[Stored items]

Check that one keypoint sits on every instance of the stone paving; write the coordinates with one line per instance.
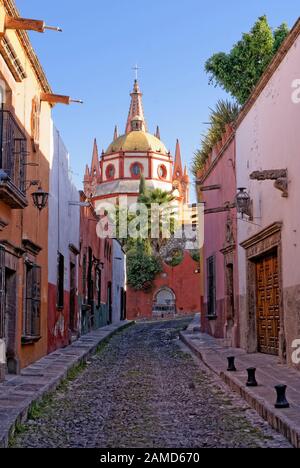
(18, 393)
(269, 373)
(144, 389)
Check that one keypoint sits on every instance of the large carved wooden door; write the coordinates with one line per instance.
(268, 315)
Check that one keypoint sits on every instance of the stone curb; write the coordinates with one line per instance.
(277, 420)
(10, 418)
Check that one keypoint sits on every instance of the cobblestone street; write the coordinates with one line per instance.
(144, 389)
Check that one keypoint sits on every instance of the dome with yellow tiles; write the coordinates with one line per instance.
(137, 141)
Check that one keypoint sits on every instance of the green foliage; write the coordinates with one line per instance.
(195, 254)
(142, 266)
(280, 35)
(239, 71)
(225, 112)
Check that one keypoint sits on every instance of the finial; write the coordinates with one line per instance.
(116, 133)
(136, 70)
(157, 134)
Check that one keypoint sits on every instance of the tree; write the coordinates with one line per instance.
(142, 266)
(239, 71)
(164, 201)
(226, 112)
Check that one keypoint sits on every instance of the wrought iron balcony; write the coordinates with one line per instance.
(13, 152)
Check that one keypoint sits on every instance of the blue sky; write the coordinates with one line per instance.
(170, 40)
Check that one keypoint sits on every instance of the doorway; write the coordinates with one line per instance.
(267, 304)
(73, 325)
(109, 302)
(10, 319)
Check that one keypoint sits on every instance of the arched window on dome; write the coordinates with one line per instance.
(137, 124)
(110, 172)
(162, 172)
(136, 170)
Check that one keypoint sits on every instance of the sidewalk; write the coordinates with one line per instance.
(269, 373)
(18, 393)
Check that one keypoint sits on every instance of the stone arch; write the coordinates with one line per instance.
(164, 302)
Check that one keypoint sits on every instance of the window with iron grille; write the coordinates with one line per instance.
(32, 315)
(211, 287)
(60, 280)
(13, 150)
(2, 290)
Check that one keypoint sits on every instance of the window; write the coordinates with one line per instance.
(162, 171)
(136, 170)
(60, 281)
(211, 287)
(110, 171)
(32, 315)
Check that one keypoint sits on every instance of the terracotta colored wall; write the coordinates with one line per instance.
(28, 223)
(181, 279)
(222, 173)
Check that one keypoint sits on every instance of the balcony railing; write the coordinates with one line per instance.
(13, 153)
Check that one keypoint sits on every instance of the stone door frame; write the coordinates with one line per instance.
(262, 243)
(12, 256)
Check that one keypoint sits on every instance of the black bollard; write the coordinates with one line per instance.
(251, 377)
(281, 402)
(231, 364)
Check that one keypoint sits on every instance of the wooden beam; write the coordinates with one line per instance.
(55, 99)
(210, 187)
(58, 99)
(24, 24)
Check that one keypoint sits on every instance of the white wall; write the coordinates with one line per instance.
(63, 219)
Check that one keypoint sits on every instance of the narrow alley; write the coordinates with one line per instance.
(144, 389)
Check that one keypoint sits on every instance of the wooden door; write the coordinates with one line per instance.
(268, 316)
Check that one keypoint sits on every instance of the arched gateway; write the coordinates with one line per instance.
(164, 303)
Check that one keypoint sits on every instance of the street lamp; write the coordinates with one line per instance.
(243, 202)
(40, 198)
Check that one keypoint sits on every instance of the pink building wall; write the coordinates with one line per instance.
(267, 138)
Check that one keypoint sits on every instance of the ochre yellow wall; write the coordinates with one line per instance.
(29, 223)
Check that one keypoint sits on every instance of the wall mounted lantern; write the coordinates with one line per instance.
(40, 198)
(244, 202)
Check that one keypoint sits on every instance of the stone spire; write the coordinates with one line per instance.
(116, 133)
(136, 109)
(178, 163)
(157, 134)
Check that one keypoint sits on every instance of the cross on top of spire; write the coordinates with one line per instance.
(136, 69)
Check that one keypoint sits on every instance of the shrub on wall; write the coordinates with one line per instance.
(142, 267)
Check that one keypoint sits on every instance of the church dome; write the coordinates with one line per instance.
(137, 141)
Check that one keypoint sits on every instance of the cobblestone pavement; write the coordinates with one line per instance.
(144, 389)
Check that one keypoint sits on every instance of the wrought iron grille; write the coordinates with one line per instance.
(13, 150)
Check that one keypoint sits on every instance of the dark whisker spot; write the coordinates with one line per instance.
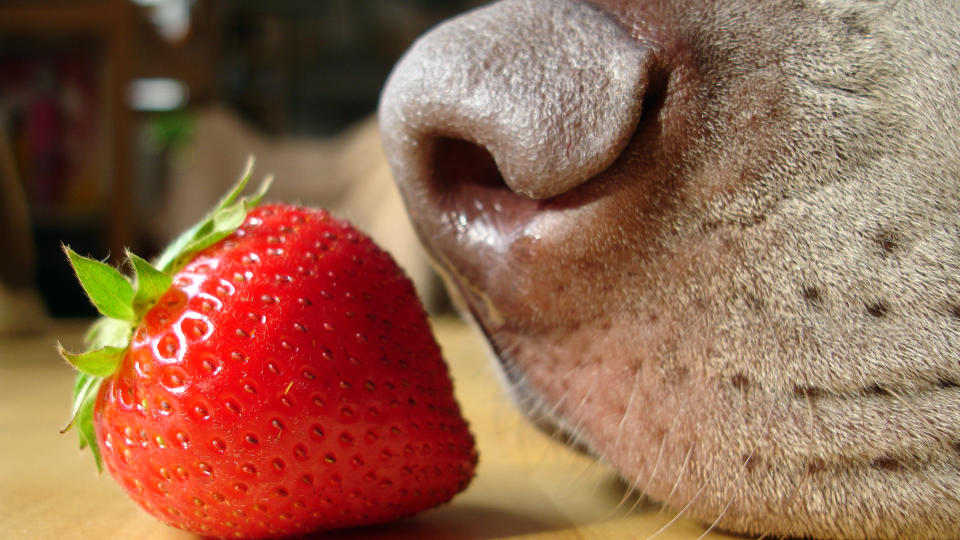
(813, 296)
(886, 463)
(887, 242)
(815, 465)
(740, 381)
(877, 309)
(813, 392)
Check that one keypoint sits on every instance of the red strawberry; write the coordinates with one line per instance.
(269, 380)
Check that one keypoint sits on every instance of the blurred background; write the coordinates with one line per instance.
(122, 120)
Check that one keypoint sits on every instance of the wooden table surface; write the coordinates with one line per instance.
(527, 486)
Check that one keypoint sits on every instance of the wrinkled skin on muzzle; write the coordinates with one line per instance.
(718, 242)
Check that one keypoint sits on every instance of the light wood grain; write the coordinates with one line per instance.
(527, 486)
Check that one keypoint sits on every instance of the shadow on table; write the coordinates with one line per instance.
(460, 522)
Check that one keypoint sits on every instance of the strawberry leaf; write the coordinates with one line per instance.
(85, 391)
(108, 289)
(151, 283)
(176, 253)
(98, 362)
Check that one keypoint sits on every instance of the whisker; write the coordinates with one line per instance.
(766, 426)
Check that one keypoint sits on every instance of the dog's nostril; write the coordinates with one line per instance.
(466, 182)
(456, 162)
(552, 89)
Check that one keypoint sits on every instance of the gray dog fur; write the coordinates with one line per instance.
(752, 308)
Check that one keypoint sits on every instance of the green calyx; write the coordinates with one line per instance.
(123, 300)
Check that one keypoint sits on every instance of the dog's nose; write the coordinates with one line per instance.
(536, 95)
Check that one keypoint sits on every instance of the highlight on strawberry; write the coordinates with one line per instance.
(272, 373)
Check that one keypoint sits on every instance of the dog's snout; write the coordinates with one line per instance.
(537, 96)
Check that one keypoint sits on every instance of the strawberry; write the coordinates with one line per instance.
(273, 374)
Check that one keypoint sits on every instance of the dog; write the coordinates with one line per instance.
(718, 242)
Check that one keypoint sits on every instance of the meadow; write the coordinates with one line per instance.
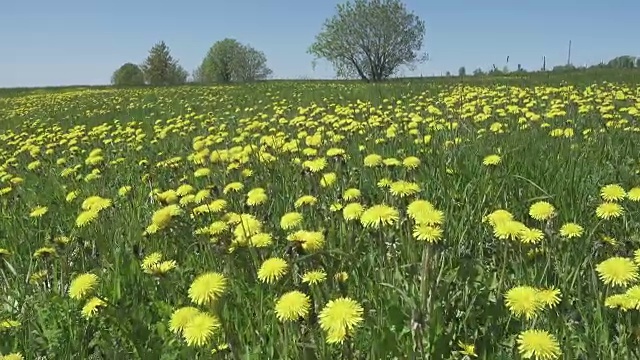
(302, 220)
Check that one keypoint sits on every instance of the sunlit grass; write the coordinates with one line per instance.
(319, 221)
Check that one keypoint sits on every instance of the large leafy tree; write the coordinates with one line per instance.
(371, 39)
(160, 68)
(230, 61)
(127, 75)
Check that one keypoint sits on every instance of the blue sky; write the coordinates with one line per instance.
(71, 42)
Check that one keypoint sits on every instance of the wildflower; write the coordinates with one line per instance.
(181, 317)
(351, 194)
(82, 285)
(541, 211)
(373, 160)
(411, 162)
(233, 187)
(430, 234)
(292, 306)
(571, 230)
(44, 252)
(508, 230)
(379, 215)
(634, 194)
(207, 288)
(91, 307)
(256, 196)
(305, 200)
(617, 271)
(72, 195)
(491, 160)
(199, 330)
(341, 276)
(314, 277)
(328, 179)
(38, 211)
(467, 349)
(612, 192)
(609, 210)
(261, 240)
(123, 191)
(339, 317)
(549, 297)
(539, 344)
(352, 211)
(523, 301)
(272, 269)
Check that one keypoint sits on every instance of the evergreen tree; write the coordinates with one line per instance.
(160, 68)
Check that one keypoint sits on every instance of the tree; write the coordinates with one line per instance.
(160, 68)
(230, 61)
(478, 72)
(370, 39)
(622, 62)
(127, 75)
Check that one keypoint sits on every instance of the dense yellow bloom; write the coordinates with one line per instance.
(339, 318)
(538, 344)
(541, 210)
(292, 306)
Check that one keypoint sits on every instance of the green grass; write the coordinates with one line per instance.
(419, 299)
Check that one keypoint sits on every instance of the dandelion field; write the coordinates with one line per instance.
(321, 221)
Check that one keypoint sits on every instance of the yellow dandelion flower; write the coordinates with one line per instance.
(542, 211)
(538, 344)
(352, 211)
(427, 233)
(491, 160)
(39, 211)
(351, 194)
(207, 288)
(86, 217)
(609, 210)
(634, 194)
(290, 220)
(571, 230)
(292, 306)
(523, 301)
(181, 317)
(339, 318)
(314, 277)
(379, 215)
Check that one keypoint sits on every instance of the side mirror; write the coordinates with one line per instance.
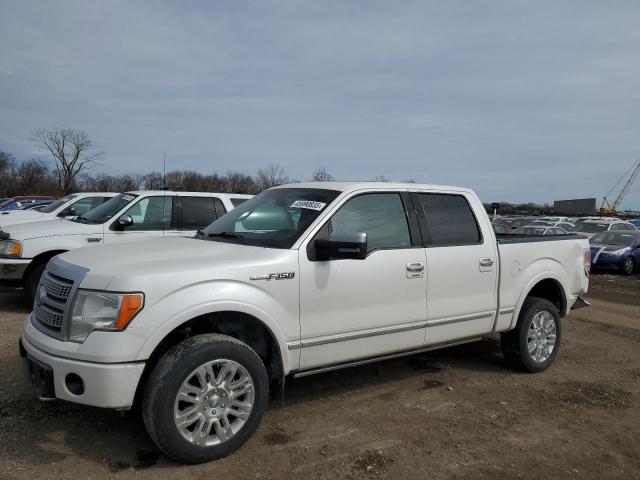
(125, 221)
(342, 245)
(68, 212)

Assigned task:
Beginning at the line that contains "the green grass;", give the remaining lines of the records again exactly, through the last one. Leave out pictures.

Exercise response:
Check that one keypoint sits on every instance of the green grass; write the coordinates with one line per instance.
(419, 299)
Check that one keypoint sits on every instance of the dandelion field; write the coordinates with one line per instance.
(321, 221)
Check that one keypoint sits on every instance of the yellow dandelion flower; write the coordinates with one line per instance.
(542, 211)
(538, 344)
(352, 211)
(427, 233)
(491, 160)
(39, 211)
(351, 194)
(207, 288)
(86, 217)
(609, 210)
(634, 194)
(290, 220)
(571, 230)
(292, 306)
(523, 301)
(181, 317)
(339, 318)
(314, 277)
(379, 215)
Check that one keypoint sits on every instance of the side mirror; write the coordinates with one line per instance.
(125, 221)
(342, 245)
(68, 212)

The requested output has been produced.